>> begin RECORDS SHOWN
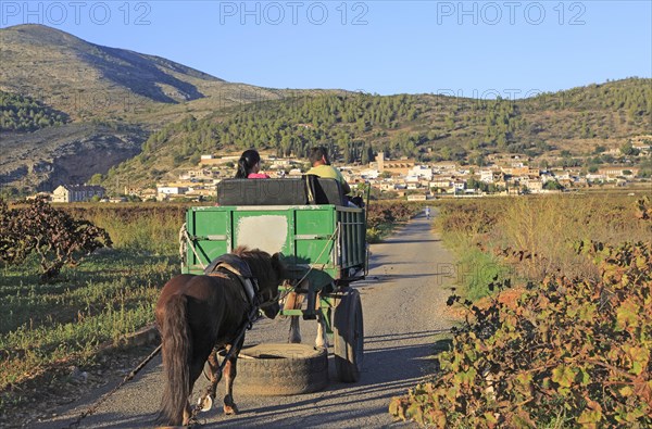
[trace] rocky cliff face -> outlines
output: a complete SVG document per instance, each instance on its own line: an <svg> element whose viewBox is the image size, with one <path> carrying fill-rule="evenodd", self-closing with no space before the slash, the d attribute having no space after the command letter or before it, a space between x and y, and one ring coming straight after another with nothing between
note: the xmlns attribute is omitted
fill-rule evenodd
<svg viewBox="0 0 652 429"><path fill-rule="evenodd" d="M136 127L65 125L0 136L0 186L51 191L138 154L147 133Z"/></svg>

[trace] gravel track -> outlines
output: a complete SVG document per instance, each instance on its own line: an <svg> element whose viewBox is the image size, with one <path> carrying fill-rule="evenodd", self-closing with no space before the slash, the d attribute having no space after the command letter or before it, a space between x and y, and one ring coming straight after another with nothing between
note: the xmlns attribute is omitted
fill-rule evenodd
<svg viewBox="0 0 652 429"><path fill-rule="evenodd" d="M453 257L430 227L430 220L419 216L385 242L372 245L369 275L366 280L354 283L362 296L365 328L365 369L360 382L335 381L331 355L330 383L316 393L246 396L238 394L236 378L234 391L240 414L224 416L222 394L218 394L217 407L200 414L200 421L210 428L405 426L392 421L387 412L389 401L405 393L432 369L429 357L435 352L435 337L448 331L453 324L446 313L446 300L454 281ZM301 328L303 342L314 341L316 323L302 320ZM287 319L263 320L248 332L247 343L285 342L287 335ZM200 378L196 396L205 383ZM47 421L29 426L67 427L110 388L60 409ZM152 427L161 395L161 359L156 357L79 427Z"/></svg>

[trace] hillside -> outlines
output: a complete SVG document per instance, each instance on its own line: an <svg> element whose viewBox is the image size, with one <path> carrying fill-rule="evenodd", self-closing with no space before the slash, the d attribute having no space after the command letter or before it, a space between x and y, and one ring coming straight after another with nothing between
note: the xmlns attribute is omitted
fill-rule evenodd
<svg viewBox="0 0 652 429"><path fill-rule="evenodd" d="M26 191L97 174L112 187L152 185L202 153L256 147L303 156L317 143L347 163L384 151L477 165L493 153L542 165L559 155L584 165L593 156L597 165L609 162L602 152L652 134L652 79L515 101L279 90L41 25L0 29L0 150L11 153L0 159L0 184ZM97 162L86 163L89 155Z"/></svg>
<svg viewBox="0 0 652 429"><path fill-rule="evenodd" d="M203 153L255 147L301 157L317 143L330 146L344 163L366 163L384 151L393 159L476 165L493 153L535 163L564 155L563 162L582 165L590 155L650 134L651 115L652 79L639 78L515 101L323 94L187 117L154 133L142 153L108 179L151 185L175 177Z"/></svg>
<svg viewBox="0 0 652 429"><path fill-rule="evenodd" d="M0 157L0 186L27 190L106 173L138 153L151 130L188 113L203 117L288 92L226 83L42 25L1 28L0 61L0 150L17 150ZM80 164L71 168L65 160L79 142L73 159ZM101 161L86 164L88 154Z"/></svg>

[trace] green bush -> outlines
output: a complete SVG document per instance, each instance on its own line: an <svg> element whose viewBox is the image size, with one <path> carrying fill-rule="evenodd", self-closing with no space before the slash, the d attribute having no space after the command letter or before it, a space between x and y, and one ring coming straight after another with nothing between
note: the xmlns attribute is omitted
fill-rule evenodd
<svg viewBox="0 0 652 429"><path fill-rule="evenodd" d="M576 252L600 280L549 277L512 305L465 302L473 318L439 355L439 377L390 413L429 427L651 427L652 243Z"/></svg>

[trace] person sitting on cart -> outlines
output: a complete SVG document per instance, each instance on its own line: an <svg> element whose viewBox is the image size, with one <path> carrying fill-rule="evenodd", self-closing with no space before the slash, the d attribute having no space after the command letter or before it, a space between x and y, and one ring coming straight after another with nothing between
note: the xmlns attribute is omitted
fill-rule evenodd
<svg viewBox="0 0 652 429"><path fill-rule="evenodd" d="M249 149L242 152L238 160L238 171L236 179L268 179L266 174L259 173L261 171L261 155L258 151Z"/></svg>
<svg viewBox="0 0 652 429"><path fill-rule="evenodd" d="M305 172L305 174L312 174L315 176L336 179L340 182L342 188L342 192L349 202L349 205L352 207L361 207L362 199L356 197L360 201L355 201L355 199L351 199L349 193L351 193L351 187L347 184L347 180L342 176L339 169L335 168L330 165L330 161L328 159L328 151L323 146L312 148L309 155L310 163L312 164L312 168Z"/></svg>
<svg viewBox="0 0 652 429"><path fill-rule="evenodd" d="M347 184L344 176L342 176L339 169L330 165L330 161L328 160L328 151L326 150L326 148L324 148L323 146L312 148L310 150L309 160L312 164L312 168L309 169L305 174L314 174L315 176L336 179L340 182L344 195L351 192L351 187L349 186L349 184Z"/></svg>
>> end RECORDS SHOWN
**DIRECTIONS**
Rewrite every line of the records above as a numbered list, one line per item, skipping blank lines and leaving out the pictures.

**WRITTEN SOLUTION**
1. [trace] rocky cliff face -> outlines
2. output: a complete SVG document per instance, each instance on its own line: an <svg> element whose viewBox is the image size, with one <path> carrying fill-rule="evenodd", self-closing with no space before the slash, the d attribute having no space after the command letter or before it, a space between x and y, and one ring coming straight after another with nothing between
3. note: the xmlns attribute is omitted
4. fill-rule evenodd
5. <svg viewBox="0 0 652 429"><path fill-rule="evenodd" d="M136 127L65 125L0 136L0 186L51 191L138 154L147 133Z"/></svg>
6. [trace] gravel track -> outlines
7. output: a complete SVG document per instance, each instance on its own line: an <svg> element whose viewBox is the image size, with one <path> carrying fill-rule="evenodd", self-closing with no space before the slash, the d attribute having no space after the command letter or before it, a space between x and y, and one ring coming straight after another with nothing between
8. note: the xmlns attribute is omitted
9. fill-rule evenodd
10. <svg viewBox="0 0 652 429"><path fill-rule="evenodd" d="M453 257L430 227L430 220L419 216L385 242L372 245L369 275L366 280L354 283L362 296L365 328L365 369L360 382L335 381L331 355L330 383L316 393L246 396L238 394L236 378L234 391L240 414L224 416L222 394L218 394L217 407L200 414L200 421L210 428L405 426L392 421L387 412L389 401L405 393L432 369L429 357L435 352L435 337L448 331L453 324L446 313L446 300L454 281ZM301 328L303 342L314 341L316 323L302 320ZM287 319L263 320L248 332L247 343L285 342L287 335ZM200 378L196 396L205 383ZM47 421L29 426L67 427L110 388L60 409ZM152 427L161 395L161 359L156 357L79 427Z"/></svg>
11. [trace] hillside -> outlines
12. output: a complete SVG document per instance, each instance on its own line: an <svg> element whose viewBox is the image size, with one <path> carrying fill-rule="evenodd", self-closing with no space before the slash, the d attribute having no space after the command letter or before it, a space between x and y, and one ring coming straight after another with nothing between
13. note: the xmlns attribute is omitted
14. fill-rule evenodd
15. <svg viewBox="0 0 652 429"><path fill-rule="evenodd" d="M26 191L97 174L112 187L152 185L202 153L256 147L303 156L317 143L347 163L384 151L477 165L493 153L542 165L559 155L584 165L593 156L597 165L609 162L602 152L652 134L652 79L515 101L279 90L41 25L0 29L0 150L11 153L0 159L0 184ZM97 162L86 163L89 155Z"/></svg>
16. <svg viewBox="0 0 652 429"><path fill-rule="evenodd" d="M203 153L255 147L301 157L317 143L330 146L344 163L366 163L384 151L393 159L476 165L493 153L535 163L564 155L563 162L582 165L590 155L650 134L651 115L652 79L639 78L515 101L323 94L187 117L154 133L142 153L108 179L151 185L175 177Z"/></svg>
17. <svg viewBox="0 0 652 429"><path fill-rule="evenodd" d="M0 157L0 186L27 190L106 173L138 153L151 130L188 113L203 117L288 92L226 83L42 25L1 28L0 61L0 150L17 150ZM80 164L71 168L65 160L79 142L73 159ZM101 161L86 164L88 154Z"/></svg>
18. [trace] green bush -> outlines
19. output: a complete SVG document per instance, each instance on its own line: an <svg> element whose viewBox is the image size, with one <path> carrying fill-rule="evenodd", self-closing with no space before the slash, the d attribute having no space after the command letter or before it, a space between x and y, and one ring coming straight after another with nothing between
20. note: the xmlns attribute is omitted
21. fill-rule evenodd
22. <svg viewBox="0 0 652 429"><path fill-rule="evenodd" d="M576 252L600 280L549 277L512 305L465 302L473 318L439 355L439 377L390 413L429 427L651 427L652 243Z"/></svg>
23. [trace] person sitting on cart -> outlines
24. output: a complete SVG document per instance, each instance on its own line: an <svg> element whose viewBox is the image size, with one <path> carrying fill-rule="evenodd", self-closing with no space before the slash, the d attribute having no space after the command letter or before it, a space between x and y, and one ring coming straight after another with nothing between
25. note: the xmlns attribute is omitted
26. fill-rule evenodd
27. <svg viewBox="0 0 652 429"><path fill-rule="evenodd" d="M249 149L242 152L238 160L238 171L236 179L268 179L266 174L259 173L261 171L261 155L258 151Z"/></svg>
28. <svg viewBox="0 0 652 429"><path fill-rule="evenodd" d="M305 172L305 174L312 174L315 176L336 179L340 182L342 188L342 192L349 202L349 205L352 207L361 207L362 199L356 197L360 201L355 201L355 199L351 199L349 193L351 193L351 187L347 184L347 180L342 176L339 169L335 168L330 165L330 161L328 159L328 151L323 146L312 148L309 155L310 163L312 164L312 168Z"/></svg>
29. <svg viewBox="0 0 652 429"><path fill-rule="evenodd" d="M347 184L344 176L342 176L339 169L330 165L330 161L328 160L328 151L326 150L326 148L324 148L323 146L312 148L310 150L309 160L312 164L312 168L309 169L305 174L314 174L315 176L336 179L340 182L344 195L351 192L351 187L349 186L349 184Z"/></svg>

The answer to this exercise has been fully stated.